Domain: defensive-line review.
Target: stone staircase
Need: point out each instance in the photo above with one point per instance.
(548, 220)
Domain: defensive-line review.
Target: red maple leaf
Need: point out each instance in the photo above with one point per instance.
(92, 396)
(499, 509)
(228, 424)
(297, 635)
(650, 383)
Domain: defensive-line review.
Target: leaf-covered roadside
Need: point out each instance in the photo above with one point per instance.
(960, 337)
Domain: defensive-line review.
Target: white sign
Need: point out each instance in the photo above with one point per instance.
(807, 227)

_What you have to do_
Write out the records. Leave nothing out and change nothing.

_Response for this exercise_
Domain: defensive-line review.
Target: stone staircase
Need: point out each instance in the photo above with one point per instance.
(548, 220)
Domain: defensive-line review.
Target: red maple leaf
Need: point out each instance in the photo above with one point per instance.
(92, 396)
(499, 509)
(228, 424)
(297, 635)
(650, 383)
Domain: defensive-line review.
Target: leaf-covered roadside
Need: point out each instance in the photo above with one point per instance.
(960, 337)
Domain: defensive-line review.
Target: white sign
Need: point out each instance in the photo above with one point per instance.
(807, 227)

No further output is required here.